Collected data
=-=-=-=-=

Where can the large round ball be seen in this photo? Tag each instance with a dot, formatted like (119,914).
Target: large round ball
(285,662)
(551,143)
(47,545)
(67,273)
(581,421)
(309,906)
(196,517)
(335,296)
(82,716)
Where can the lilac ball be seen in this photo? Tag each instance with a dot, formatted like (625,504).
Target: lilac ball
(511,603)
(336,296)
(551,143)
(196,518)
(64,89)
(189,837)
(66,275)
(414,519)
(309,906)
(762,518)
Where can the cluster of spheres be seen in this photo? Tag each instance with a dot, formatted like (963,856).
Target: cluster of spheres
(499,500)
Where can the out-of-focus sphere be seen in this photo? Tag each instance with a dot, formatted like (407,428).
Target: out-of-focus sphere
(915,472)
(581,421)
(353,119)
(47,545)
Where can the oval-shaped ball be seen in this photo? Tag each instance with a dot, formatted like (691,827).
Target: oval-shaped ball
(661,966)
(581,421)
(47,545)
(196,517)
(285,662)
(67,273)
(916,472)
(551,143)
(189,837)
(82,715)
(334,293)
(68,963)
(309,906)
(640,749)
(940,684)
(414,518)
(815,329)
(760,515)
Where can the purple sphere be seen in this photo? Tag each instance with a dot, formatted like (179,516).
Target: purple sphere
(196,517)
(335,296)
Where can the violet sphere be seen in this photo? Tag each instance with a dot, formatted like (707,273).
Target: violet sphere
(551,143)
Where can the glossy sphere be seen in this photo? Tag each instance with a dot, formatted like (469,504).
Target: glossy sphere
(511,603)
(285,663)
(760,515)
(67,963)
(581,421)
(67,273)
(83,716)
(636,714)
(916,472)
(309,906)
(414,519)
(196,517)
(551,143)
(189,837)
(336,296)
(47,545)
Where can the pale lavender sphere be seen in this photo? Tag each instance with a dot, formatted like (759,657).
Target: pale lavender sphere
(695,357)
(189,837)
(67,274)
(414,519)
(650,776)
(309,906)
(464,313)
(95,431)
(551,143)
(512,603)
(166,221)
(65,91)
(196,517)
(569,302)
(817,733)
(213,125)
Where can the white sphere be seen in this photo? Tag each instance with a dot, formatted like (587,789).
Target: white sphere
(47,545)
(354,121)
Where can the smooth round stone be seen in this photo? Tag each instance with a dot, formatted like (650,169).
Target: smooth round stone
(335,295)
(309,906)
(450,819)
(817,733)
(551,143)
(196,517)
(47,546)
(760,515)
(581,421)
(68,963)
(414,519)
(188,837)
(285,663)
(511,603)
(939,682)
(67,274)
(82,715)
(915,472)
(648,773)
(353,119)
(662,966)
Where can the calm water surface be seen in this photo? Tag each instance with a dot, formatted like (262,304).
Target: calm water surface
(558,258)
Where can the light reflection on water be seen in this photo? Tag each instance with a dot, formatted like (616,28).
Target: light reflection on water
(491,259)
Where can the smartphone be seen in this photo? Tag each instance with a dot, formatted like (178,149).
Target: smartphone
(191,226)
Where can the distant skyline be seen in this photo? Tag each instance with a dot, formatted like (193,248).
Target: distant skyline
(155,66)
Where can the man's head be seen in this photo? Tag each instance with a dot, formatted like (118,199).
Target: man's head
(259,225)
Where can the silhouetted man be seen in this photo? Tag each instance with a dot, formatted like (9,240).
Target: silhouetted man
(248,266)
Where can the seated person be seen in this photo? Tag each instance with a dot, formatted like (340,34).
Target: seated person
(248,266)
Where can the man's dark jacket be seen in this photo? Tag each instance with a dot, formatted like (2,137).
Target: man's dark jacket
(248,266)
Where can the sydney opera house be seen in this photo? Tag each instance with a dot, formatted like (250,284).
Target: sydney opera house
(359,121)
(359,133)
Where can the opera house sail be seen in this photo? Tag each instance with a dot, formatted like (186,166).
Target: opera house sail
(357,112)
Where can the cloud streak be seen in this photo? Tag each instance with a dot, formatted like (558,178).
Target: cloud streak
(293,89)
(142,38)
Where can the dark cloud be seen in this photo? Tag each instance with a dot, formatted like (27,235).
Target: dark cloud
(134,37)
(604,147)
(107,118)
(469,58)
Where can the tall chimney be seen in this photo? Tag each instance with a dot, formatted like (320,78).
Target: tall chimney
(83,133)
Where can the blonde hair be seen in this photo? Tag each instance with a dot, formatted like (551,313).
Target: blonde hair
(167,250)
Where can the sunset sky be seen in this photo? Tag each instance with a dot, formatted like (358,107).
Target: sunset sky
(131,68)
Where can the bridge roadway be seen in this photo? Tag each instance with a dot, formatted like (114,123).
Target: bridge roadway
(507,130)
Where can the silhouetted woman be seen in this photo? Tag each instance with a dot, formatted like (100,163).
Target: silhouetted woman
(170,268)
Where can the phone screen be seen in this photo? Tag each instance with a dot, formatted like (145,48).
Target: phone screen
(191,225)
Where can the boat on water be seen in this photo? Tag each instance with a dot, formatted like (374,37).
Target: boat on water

=-=-=-=-=

= Your assignment =
Each line above that contains the string "boat" should be copied.

= Response to this task =
Where can the boat on water be seen in this photo? Tag each instance with a dot, formatted like (374,37).
Target: boat on water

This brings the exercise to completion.